VwGH Ra 2016/06/0118

VwGHRa 2016/06/01185.10.2016

Der Verwaltungsgerichtshof hat durch den Vorsitzenden Senatspräsident Dr. Pallitsch und die Hofrätinnen Dr. Bayjones und Mag. Rehak als Richter, unter Mitwirkung der Schriftführerin MMag. Lehner, über die Revision 1. der E W, 2. des K W und

3. des M W, alle in I, alle vertreten durch Dr. Axel Fuith, Rechtsanwalt in 6020 Innsbruck, Tschurtschenthalerstraße 4a, gegen das Erkenntnis des Landesverwaltungsgerichtes Tirol vom 25. Juli 2016, Zl. LVwG-2016/22/0950-5, betreffend einen Beseitigungsauftrag (belangte Behörde vor dem Landesverwaltungsgericht: Stadtrat der Stadtgemeinde Imst; weitere Partei: Tiroler Landesregierung), den Beschluss gefasst:

Normen

BauO Tir 2011 §28 Abs1;
B-VG Art133 Abs4;
VwGG §28 Abs3;
VwGG §34 Abs1;
BauO Tir 2011 §28 Abs1;
B-VG Art133 Abs4;
VwGG §28 Abs3;
VwGG §34 Abs1;

 

Spruch:

Die Revision wird zurückgewiesen.

**ARBEITSAUFTRAG A:** Nennen Sie jede Vorschrift, die im Seitenauszug unter „Normen“ steht, jeweils nur einmal.
**ARBEITSAUFTRAG B:** Von welchem Datum ist laut Seitenauszug das Erkenntnis des Landesverwaltungsgerichtes Tirol, gegen das sich die Revision richtet?
**ARBEITSAUFTRAG C:** Fassen Sie bitte den Absatz des Seitenauszugs, der mit „Der Verwaltungsgerichtshof hat durch den Vorsitzenden“ beginnt, als kurze Liste mit den wesentlichen Angaben zusammen.

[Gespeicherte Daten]
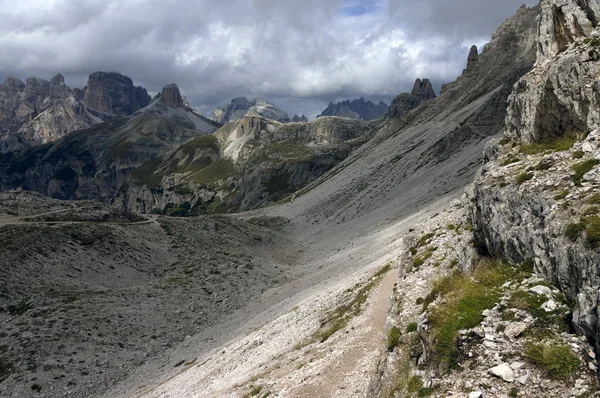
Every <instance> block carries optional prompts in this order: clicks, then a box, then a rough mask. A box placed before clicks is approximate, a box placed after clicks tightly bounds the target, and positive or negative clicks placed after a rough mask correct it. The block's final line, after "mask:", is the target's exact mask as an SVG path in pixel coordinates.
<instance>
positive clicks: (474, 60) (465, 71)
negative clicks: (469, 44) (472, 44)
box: [463, 46, 479, 74]
mask: <svg viewBox="0 0 600 398" xmlns="http://www.w3.org/2000/svg"><path fill="white" fill-rule="evenodd" d="M477 62H479V52H478V51H477V46H471V50H470V51H469V57H468V58H467V69H465V70H464V71H463V74H464V73H469V72H471V71H472V70H473V69H475V68H476V67H477Z"/></svg>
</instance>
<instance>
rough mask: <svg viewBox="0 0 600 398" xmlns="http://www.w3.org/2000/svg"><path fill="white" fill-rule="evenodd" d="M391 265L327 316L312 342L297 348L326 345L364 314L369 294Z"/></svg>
mask: <svg viewBox="0 0 600 398" xmlns="http://www.w3.org/2000/svg"><path fill="white" fill-rule="evenodd" d="M391 267H392V265H391V264H390V263H388V264H386V265H384V266H383V267H381V268H380V269H379V271H377V272H376V273H375V275H373V277H372V278H371V280H370V282H369V283H368V284H366V285H365V286H363V287H362V288H360V289H359V290H358V292H357V293H356V295H355V296H354V298H352V299H351V300H350V301H349V302H347V303H345V304H342V305H340V306H339V307H337V308H335V309H334V310H333V311H331V312H329V313H328V314H327V317H326V319H325V320H324V321H323V322H322V323H321V328H320V329H319V330H318V331H317V333H315V335H314V336H313V338H312V340H311V341H308V342H305V343H303V344H300V345H298V346H296V348H302V347H303V346H306V345H308V344H310V343H312V342H315V341H318V342H320V343H324V342H325V341H327V340H328V339H329V338H330V337H331V336H333V335H334V334H335V333H336V332H338V331H339V330H342V329H343V328H345V327H346V326H347V325H348V322H350V320H351V319H352V317H354V316H357V315H359V314H360V313H361V312H362V308H363V304H364V303H365V302H366V301H367V299H368V297H369V293H371V291H372V290H373V289H374V288H375V286H377V283H379V281H380V280H381V278H382V277H383V276H384V275H385V274H386V273H387V272H388V271H389V270H390V269H391Z"/></svg>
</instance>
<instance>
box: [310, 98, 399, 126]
mask: <svg viewBox="0 0 600 398" xmlns="http://www.w3.org/2000/svg"><path fill="white" fill-rule="evenodd" d="M387 110H388V106H387V105H386V104H385V103H384V102H383V101H380V102H379V104H375V103H373V102H371V101H365V99H364V98H362V97H361V98H359V99H356V100H353V101H350V100H346V101H342V102H338V103H337V104H334V103H333V102H330V103H329V106H328V107H327V108H326V109H325V110H324V111H323V112H321V114H320V115H319V116H317V117H322V116H341V117H349V118H352V119H362V120H373V119H375V118H377V117H379V116H381V115H383V114H385V113H386V112H387Z"/></svg>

**ERGEBNIS A:**
- BauO Tir 2011 §28 Abs1
- B-VG Art133 Abs4
- VwGG §28 Abs3
- VwGG §34 Abs1

**ERGEBNIS B:** Vom 25. Juli 2016.

**ERGEBNIS C:**
- Gericht: Verwaltungsgerichtshof
- Richter: Senatspräsident Dr. Pallitsch (Vorsitz), Hofrätinnen Dr. Bayjones und Mag. Rehak
- Schriftführerin: MMag. Lehner
- Revision von: E W, K W und M W, alle in I
- Vertretung: Dr. Axel Fuith, Rechtsanwalt in 6020 Innsbruck, Tschurtschenthalerstraße 4a
- Angefochten: Erkenntnis des Landesverwaltungsgerichtes Tirol vom 25. Juli 2016, Zl. LVwG-2016/22/0950-5
- Gegenstand: ein Beseitigungsauftrag
- Belangte Behörde: Stadtrat der Stadtgemeinde Imst
- Weitere Partei: Tiroler Landesregierung
- Entscheidungsform: Beschluss